Casualties and losses
- 1 wounded: 7 killed 54 captured Numerous non-combatants also captured

= Battle of Fort St. George =

1780 battle of the American Revolutionary War

The Battle of Fort St. George (or Fort George) was the culmination of a Continental Army raiding expedition led by Benjamin Tallmadge against a fortified Loyalist outpost and storage depot at the Manor St. George on the south coast of Long Island on November 23, 1780, during the American Revolutionary War. Tallmadge's raid was successful; the garrison was surprised, and many provisions and prisoners were taken.

==Raid==
Loyalist refugees from Rhode Island were resettled onto Long Island after the British withdrew their forces from Newport, Rhode Island in 1779. Some of these were established at Manor St. George on the southeastern part of the island (in present-day Shirley, New York). They fortified the property, erecting a stockade 12 ft high in a roughly triangular shape around the manor house. The stockade was lined with abatis (tree branches with sharpened points facing out) and a deep ditch.

PROBLEMS AND TASKS:
- a) From the Fort St. George text, copy word for word the part that opens with the words "1780 battle of" and closes with "prisoners were taken.".
- b) In the Fort St. George text, how high was the stockade built around the manor house?
The items that come next are separate material, not part of the Fort St. George text.

PROVIDED DATA:
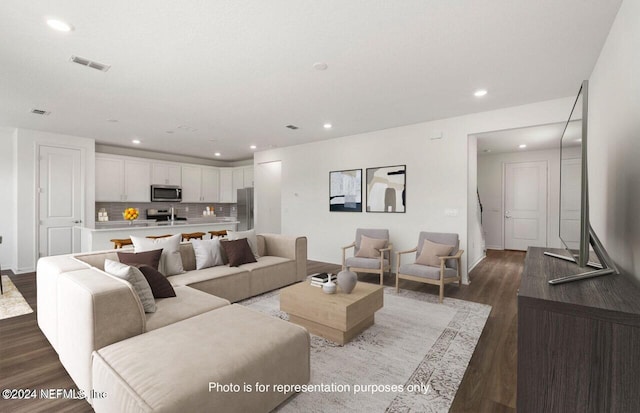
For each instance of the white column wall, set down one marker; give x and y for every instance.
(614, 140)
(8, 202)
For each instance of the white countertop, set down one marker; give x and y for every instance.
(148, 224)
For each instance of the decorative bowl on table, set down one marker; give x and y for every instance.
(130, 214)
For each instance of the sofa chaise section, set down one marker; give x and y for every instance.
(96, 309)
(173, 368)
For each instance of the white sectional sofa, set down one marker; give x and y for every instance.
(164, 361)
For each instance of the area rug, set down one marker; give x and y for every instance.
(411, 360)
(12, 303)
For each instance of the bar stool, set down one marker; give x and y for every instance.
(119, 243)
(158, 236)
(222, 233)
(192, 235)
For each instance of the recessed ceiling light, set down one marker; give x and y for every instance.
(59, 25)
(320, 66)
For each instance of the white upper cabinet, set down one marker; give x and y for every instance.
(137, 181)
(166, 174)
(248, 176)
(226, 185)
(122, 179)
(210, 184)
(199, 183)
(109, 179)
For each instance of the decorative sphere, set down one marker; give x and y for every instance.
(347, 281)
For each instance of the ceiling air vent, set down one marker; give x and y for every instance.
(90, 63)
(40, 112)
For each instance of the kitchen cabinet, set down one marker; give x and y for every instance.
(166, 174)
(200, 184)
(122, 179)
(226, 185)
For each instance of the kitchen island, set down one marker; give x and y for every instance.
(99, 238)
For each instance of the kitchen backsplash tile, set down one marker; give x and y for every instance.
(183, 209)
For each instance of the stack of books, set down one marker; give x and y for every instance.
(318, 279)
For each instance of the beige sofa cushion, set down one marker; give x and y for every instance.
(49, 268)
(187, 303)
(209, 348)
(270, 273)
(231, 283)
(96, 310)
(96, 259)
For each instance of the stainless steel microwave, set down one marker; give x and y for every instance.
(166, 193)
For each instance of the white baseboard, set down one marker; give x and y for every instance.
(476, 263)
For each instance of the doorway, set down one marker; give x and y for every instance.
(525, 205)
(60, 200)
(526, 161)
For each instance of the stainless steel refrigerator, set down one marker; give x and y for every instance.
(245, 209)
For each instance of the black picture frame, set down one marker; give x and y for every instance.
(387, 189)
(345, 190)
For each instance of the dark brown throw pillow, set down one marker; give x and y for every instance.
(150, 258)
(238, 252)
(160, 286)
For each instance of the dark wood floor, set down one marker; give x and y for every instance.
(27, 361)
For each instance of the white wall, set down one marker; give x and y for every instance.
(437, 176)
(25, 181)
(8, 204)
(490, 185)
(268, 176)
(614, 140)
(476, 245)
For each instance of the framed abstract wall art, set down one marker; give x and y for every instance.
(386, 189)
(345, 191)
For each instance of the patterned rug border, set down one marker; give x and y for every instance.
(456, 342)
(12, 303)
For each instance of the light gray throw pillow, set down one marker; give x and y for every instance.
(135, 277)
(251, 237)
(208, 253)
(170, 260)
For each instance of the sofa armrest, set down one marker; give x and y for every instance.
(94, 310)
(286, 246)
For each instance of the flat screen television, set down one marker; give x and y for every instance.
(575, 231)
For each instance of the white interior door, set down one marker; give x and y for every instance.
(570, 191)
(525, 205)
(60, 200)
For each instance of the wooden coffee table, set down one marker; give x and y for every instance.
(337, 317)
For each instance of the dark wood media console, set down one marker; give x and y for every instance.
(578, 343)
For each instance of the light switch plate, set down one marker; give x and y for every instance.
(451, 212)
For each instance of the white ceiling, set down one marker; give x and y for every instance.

ANSWERS PER TASK:
- a)
1780 battle of the American Revolutionary War

The Battle of Fort St. George (or Fort George) was the culmination of a Continental Army raiding expedition led by Benjamin Tallmadge against a fortified Loyalist outpost and storage depot at the Manor St. George on the south coast of Long Island on November 23, 1780, during the American Revolutionary War. Tallmadge's raid was successful; the garrison was surprised, and many provisions and prisoners were taken.

- b) 12 ft high.